* _TASKS_:
- a) Do these statements agree with the article on the Australian cattle platform? (i) The program is set to begin in July 2018. (ii) Members can share or sell portions of their beef only after slaughter. (iii) Each animal a member owns is represented by several-hundred boxes of "virtual" beef. Answer yes or no for each and quote the deciding words.
- b) How would you translate this sentence from the article on the Australian cattle platform into Spanish: "All sessions will be supported by a multilingual food concierge."
- c) Could you repeat the part of the article on the Australian cattle platform that begins at the words "Additionally, through a" and stops after the words "prior to slaughter."?

── TEXT

Chinese consumers and restaurants can own and monitor livestock on Australian cattle station.

April 4, 2018

3 Min Read
New platform to directly connect Australian cattle producers to China

A newly developed platform is giving Chinese consumers and restaurants the ability to own livestock on an Australian cattle station, monitor the animals' health status and growth and trace their movement until the meat is delivered in China -- all using a suite of technologies that includes drones, the internet of things and blockchain.

Borderless Cattle Australia, a subsidiary of the Australian division of Borderless Healthcare Worldwide, recently announced the platform, which will give Australian cattle producers direct access to Chinese restaurants and consumers as they build a marketplace to drive a new beef sharing economy within China.

Additionally, through a smart TV platform called Foodsmart.life, members of the platform can access recipes, conduct interactive cooking workshops with celebrity chefs from around the world and connect with nutritionists and health advisors from the comfort of their own home. All sessions will be supported by a multilingual food concierge.

Each of the livestock owned by a member will be represented by several-hundred boxes of "virtual" beef. The member can use the Foodsmart.life platform as a business tool to share or sell portions to other consumers six to nine months prior to slaughter.

“We are creating an engaging platform for restaurants and consumers to grow and develop a beef sharing marketplace,” noted Dr. Wei Siang Yu, founder and executive chairman of Borderless Healthcare Group. “Members can invite friends over to their homes to take part in workshops and even resell part of their beef, driving social networks and a small business economy and creating an unprecedented opportunity for Australian cattle producers.”

Yu explained that certain lifestyle stages, such as pre-pregnancy, pregnancy, parenthood and chronic disease, are driving a new protein boom in China, along with a desire for healthier and better-quality food beyond the typical supermarket experience.

“Australia’s stringent standards for cattle production align with this growing need,” he added.

The program will begin in July 2018, with deliveries available to more than 300 cities across China.

────
── DATASET EXCERPTS

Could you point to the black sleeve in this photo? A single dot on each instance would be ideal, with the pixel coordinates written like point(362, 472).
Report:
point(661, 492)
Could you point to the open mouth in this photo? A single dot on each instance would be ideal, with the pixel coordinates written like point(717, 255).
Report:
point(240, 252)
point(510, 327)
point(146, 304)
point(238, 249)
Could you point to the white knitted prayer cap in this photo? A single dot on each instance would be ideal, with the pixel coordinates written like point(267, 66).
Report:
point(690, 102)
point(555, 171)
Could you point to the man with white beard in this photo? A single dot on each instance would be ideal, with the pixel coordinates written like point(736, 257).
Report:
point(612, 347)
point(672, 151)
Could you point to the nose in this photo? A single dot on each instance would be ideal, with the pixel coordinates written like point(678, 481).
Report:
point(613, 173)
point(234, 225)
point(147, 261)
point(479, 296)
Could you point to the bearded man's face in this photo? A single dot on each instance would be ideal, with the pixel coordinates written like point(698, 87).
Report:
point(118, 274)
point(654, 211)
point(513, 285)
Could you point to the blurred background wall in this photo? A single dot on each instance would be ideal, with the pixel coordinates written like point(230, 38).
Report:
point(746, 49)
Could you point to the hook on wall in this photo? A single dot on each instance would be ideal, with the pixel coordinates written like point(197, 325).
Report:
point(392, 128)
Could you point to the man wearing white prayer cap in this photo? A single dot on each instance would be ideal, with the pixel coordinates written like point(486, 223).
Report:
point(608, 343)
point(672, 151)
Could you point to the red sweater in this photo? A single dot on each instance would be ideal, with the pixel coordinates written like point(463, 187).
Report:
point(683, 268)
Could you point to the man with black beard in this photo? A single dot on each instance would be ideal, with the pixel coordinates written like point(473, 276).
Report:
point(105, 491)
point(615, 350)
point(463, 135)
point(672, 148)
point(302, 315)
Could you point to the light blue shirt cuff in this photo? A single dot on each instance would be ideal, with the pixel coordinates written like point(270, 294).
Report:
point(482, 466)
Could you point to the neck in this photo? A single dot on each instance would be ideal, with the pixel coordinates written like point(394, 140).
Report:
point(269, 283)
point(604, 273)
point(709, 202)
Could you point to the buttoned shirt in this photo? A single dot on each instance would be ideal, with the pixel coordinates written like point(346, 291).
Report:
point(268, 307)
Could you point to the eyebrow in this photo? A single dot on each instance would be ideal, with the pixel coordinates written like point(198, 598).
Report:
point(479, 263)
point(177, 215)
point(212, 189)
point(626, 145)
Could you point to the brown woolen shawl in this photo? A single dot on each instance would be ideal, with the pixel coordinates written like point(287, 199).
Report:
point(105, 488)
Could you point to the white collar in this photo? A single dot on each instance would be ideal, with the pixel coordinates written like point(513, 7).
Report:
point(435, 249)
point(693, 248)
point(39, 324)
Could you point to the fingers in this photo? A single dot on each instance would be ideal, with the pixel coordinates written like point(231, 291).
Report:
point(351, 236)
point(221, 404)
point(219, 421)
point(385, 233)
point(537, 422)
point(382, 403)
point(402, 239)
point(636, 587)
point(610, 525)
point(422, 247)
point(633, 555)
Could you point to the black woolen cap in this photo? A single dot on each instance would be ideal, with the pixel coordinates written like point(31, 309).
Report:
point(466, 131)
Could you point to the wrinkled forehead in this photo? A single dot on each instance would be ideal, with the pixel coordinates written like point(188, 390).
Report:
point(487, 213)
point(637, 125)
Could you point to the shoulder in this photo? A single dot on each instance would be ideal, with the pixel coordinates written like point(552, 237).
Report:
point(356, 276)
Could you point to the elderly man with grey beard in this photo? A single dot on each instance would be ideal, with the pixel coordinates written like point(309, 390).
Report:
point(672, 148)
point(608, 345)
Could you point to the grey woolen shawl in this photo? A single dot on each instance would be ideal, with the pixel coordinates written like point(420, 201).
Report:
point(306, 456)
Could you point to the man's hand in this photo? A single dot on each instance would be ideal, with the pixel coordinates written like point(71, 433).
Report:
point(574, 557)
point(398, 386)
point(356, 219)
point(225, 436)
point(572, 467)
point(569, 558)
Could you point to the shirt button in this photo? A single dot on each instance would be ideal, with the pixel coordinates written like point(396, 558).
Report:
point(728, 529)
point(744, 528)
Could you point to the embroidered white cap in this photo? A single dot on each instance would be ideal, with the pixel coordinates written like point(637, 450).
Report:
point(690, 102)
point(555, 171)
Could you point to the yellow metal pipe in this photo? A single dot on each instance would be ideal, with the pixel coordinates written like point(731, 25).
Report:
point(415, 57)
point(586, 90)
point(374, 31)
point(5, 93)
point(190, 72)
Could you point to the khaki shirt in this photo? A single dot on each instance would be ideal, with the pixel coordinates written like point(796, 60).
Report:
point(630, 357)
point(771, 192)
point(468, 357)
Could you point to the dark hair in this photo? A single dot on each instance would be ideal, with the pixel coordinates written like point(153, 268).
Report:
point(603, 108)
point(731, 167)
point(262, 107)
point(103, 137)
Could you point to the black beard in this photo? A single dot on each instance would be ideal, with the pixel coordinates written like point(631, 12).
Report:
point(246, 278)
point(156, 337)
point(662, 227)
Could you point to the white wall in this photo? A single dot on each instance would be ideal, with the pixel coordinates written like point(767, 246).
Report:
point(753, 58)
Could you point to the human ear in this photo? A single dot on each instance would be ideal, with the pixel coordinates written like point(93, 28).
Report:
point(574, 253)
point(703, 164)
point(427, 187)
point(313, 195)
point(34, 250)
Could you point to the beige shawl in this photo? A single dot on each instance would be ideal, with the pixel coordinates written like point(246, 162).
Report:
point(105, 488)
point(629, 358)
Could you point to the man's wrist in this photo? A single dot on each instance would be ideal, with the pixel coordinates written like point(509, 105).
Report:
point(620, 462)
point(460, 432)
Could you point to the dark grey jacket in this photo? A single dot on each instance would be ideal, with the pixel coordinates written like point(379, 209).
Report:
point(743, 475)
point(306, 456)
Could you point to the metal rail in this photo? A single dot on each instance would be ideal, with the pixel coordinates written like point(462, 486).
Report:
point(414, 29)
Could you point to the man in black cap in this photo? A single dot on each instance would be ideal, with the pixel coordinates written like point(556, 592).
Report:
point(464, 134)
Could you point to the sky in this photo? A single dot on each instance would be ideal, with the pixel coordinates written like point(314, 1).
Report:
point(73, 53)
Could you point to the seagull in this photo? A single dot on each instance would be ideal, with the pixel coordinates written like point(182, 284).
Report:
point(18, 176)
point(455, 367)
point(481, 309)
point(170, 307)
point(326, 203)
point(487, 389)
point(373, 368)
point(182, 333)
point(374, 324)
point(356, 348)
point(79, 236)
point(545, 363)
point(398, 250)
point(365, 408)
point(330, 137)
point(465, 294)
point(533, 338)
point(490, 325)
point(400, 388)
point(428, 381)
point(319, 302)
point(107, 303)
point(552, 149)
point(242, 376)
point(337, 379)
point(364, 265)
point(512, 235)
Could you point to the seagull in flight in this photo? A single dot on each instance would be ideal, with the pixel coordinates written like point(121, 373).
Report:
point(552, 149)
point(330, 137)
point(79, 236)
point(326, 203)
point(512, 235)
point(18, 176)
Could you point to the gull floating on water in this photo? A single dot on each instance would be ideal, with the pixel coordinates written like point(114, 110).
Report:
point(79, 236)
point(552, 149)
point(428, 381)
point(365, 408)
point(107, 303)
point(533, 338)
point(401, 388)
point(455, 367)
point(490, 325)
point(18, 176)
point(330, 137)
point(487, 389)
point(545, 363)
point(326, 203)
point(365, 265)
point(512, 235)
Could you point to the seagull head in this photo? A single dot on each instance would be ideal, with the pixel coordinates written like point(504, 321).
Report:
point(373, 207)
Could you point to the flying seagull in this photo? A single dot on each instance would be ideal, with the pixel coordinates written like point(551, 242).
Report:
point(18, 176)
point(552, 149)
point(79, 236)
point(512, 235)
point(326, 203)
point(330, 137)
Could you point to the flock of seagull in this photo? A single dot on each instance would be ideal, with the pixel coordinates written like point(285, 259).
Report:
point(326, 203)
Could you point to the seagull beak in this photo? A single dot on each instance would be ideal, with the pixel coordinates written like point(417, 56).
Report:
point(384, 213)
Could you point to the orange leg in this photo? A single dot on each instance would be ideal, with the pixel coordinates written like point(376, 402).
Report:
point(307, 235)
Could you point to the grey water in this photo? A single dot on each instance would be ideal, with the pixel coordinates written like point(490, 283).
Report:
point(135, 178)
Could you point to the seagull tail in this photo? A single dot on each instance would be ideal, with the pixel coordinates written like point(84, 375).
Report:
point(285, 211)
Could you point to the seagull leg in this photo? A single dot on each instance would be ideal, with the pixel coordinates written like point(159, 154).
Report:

────

* _ANSWERS BY ITEM_:
- a)
(i) Yes: "The program will begin in July 2018"
(ii) No: "share or sell portions to other consumers six to nine months prior to slaughter"
(iii) Yes: "Each of the livestock owned by a member will be represented by several-hundred boxes of "virtual" beef."

- b) Todas las sesiones contarán con el apoyo de un conserje gastronómico multilingüe.

- c)
Additionally, through a smart TV platform called Foodsmart.life, members of the platform can access recipes, conduct interactive cooking workshops with celebrity chefs from around the world and connect with nutritionists and health advisors from the comfort of their own home. All sessions will be supported by a multilingual food concierge.

Each of the livestock owned by a member will be represented by several-hundred boxes of "virtual" beef. The member can use the Foodsmart.life platform as a business tool to share or sell portions to other consumers six to nine months prior to slaughter.